### ASSIGNMENT
Return the count of lines in the following records that include "wooden", and nothing more.

Entries taken from a collection
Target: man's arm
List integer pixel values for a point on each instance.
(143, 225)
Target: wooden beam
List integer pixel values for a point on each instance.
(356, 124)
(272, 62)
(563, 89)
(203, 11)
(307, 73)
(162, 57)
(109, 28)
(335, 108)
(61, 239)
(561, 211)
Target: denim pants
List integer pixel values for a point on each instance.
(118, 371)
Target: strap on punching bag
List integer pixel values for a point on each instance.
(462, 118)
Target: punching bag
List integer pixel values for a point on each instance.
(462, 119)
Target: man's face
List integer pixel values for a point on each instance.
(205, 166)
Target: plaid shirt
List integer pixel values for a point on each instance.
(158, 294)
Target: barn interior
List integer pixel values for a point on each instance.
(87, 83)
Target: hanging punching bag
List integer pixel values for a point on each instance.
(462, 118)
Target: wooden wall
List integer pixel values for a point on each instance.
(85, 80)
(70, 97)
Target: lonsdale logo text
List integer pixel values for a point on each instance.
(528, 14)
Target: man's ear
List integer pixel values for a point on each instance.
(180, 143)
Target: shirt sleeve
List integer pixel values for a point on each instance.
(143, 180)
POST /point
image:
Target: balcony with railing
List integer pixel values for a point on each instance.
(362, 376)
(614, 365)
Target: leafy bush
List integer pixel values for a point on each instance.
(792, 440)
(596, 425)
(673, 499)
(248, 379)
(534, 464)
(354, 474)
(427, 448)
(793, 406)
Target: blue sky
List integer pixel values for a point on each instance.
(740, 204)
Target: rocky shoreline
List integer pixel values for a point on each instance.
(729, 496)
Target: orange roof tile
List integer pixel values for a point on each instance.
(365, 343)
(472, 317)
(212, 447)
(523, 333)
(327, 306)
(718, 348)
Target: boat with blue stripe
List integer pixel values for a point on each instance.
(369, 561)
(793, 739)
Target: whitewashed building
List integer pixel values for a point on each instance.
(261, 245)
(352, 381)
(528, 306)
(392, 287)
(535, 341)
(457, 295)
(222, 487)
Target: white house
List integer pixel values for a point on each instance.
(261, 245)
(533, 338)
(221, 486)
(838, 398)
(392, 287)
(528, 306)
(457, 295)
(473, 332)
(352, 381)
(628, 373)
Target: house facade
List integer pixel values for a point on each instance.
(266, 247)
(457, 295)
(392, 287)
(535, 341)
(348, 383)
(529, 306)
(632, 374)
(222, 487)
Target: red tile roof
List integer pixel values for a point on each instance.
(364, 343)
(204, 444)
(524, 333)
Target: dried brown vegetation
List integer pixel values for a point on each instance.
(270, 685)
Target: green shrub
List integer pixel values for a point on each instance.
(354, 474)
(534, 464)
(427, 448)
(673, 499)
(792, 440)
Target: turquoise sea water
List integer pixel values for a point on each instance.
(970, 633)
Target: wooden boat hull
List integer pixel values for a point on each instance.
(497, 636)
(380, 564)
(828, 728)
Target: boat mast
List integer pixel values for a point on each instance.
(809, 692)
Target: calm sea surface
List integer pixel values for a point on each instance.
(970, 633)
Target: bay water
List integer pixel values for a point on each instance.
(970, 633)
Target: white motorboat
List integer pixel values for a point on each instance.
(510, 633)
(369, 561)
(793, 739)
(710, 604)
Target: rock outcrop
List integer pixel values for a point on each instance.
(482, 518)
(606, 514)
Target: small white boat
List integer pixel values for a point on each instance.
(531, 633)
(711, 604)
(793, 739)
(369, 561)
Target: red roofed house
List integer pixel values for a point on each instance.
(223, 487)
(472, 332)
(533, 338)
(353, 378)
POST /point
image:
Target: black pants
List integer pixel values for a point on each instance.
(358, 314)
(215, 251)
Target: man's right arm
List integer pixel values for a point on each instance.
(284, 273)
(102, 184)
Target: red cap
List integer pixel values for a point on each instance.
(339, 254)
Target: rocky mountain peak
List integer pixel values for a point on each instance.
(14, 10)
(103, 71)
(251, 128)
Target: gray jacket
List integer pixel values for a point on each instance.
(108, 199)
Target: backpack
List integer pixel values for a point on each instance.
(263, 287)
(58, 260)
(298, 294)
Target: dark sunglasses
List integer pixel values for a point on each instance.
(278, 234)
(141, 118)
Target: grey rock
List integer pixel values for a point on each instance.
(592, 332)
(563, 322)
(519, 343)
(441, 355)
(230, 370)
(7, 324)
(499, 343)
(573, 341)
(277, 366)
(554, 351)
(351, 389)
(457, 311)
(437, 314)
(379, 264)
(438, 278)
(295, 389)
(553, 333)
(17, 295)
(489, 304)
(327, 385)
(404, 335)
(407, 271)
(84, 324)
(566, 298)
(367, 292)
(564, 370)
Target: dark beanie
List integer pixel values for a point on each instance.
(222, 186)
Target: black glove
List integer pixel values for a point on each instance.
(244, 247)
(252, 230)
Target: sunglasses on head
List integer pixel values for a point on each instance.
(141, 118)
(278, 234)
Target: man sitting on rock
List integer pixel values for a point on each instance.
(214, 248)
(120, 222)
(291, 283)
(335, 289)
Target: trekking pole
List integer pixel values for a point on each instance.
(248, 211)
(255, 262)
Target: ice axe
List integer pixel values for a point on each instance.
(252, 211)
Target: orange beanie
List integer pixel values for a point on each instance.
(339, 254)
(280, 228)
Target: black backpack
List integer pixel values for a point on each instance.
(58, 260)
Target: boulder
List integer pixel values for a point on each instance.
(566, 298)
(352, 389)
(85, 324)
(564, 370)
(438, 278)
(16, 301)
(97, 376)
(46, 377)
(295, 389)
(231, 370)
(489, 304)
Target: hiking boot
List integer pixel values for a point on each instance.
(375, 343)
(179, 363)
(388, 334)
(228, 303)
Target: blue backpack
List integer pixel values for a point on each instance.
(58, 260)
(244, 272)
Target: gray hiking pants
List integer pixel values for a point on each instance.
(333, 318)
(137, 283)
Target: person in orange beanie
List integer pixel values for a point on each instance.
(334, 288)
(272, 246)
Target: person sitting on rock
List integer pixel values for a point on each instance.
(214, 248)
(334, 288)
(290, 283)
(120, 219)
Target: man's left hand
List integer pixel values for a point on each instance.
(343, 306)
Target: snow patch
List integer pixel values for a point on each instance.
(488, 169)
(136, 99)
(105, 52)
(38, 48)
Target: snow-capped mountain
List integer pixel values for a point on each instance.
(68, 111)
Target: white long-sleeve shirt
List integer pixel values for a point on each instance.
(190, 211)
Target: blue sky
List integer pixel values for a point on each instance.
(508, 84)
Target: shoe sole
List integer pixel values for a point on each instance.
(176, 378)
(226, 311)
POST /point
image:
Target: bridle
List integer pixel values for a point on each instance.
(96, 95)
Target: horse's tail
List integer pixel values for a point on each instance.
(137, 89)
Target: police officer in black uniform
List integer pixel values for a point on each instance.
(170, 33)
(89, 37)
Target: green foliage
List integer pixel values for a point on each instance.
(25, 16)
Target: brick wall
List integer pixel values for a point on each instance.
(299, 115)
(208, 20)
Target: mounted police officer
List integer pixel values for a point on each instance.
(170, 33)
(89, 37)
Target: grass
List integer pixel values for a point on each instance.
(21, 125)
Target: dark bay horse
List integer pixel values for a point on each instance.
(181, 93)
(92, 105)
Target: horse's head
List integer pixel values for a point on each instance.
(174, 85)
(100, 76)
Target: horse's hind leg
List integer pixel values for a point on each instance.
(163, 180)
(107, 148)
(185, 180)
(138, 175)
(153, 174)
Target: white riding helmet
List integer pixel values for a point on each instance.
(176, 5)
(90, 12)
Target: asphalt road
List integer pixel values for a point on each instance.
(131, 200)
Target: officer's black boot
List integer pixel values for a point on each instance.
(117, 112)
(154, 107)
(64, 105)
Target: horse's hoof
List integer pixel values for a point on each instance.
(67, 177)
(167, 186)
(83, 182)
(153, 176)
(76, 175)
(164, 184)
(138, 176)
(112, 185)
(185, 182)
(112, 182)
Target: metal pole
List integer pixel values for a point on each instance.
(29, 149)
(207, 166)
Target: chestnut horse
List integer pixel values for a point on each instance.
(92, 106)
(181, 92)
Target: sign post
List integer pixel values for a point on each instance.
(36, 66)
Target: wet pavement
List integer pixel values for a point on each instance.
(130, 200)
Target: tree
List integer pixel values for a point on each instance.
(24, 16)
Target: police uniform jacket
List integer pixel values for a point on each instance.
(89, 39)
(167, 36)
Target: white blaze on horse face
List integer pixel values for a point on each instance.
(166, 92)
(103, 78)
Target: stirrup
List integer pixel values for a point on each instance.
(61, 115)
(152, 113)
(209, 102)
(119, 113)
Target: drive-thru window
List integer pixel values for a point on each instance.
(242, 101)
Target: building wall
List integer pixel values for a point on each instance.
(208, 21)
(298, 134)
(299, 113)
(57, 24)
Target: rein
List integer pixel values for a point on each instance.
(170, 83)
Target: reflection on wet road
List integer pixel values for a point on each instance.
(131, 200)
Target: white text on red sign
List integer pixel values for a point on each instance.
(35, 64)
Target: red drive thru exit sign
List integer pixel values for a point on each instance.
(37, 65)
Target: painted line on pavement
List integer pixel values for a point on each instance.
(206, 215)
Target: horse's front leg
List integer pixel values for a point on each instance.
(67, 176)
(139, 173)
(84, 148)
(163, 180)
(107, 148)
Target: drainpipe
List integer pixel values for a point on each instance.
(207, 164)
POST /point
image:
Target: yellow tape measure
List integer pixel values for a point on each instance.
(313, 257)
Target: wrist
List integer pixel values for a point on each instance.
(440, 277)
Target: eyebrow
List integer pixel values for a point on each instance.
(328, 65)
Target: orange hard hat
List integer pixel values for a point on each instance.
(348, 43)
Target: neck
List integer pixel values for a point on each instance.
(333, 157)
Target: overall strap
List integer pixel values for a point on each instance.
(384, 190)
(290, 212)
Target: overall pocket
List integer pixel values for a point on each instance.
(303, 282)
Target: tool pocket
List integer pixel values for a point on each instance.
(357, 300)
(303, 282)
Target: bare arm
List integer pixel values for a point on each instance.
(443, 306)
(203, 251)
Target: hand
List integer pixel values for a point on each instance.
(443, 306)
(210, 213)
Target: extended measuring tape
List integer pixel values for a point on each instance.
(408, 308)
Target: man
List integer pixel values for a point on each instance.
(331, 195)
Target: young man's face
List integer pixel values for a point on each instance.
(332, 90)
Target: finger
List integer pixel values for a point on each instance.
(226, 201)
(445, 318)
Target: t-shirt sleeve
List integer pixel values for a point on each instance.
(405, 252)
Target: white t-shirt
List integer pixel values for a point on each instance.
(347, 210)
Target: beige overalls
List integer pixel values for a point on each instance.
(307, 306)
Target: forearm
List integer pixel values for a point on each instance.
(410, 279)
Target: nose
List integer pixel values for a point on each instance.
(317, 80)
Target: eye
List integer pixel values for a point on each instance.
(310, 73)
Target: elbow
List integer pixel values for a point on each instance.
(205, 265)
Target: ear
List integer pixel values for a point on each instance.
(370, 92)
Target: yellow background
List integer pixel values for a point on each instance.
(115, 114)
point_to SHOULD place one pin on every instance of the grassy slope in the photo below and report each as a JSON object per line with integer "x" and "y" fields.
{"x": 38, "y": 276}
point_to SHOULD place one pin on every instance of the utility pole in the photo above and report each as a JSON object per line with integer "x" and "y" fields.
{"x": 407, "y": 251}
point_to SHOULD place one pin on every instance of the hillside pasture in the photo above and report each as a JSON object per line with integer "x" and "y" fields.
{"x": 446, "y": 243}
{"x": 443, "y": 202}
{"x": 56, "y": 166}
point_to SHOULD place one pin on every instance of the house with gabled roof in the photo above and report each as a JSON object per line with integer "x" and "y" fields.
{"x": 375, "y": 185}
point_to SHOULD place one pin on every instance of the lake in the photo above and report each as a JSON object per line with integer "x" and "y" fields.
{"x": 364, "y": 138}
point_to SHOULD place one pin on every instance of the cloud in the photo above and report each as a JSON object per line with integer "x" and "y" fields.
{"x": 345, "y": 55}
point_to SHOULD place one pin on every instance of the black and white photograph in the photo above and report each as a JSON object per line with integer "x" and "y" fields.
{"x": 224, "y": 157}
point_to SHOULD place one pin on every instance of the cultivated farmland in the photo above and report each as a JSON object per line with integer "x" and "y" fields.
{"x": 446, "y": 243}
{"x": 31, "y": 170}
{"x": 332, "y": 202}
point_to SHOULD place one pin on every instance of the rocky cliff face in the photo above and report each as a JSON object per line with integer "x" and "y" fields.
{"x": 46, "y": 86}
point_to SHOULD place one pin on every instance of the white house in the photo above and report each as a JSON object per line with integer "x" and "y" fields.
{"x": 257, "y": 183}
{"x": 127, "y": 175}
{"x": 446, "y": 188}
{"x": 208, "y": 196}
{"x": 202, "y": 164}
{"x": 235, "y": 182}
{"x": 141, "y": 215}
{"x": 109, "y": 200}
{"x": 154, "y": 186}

### RESULT FOR THIS TASK
3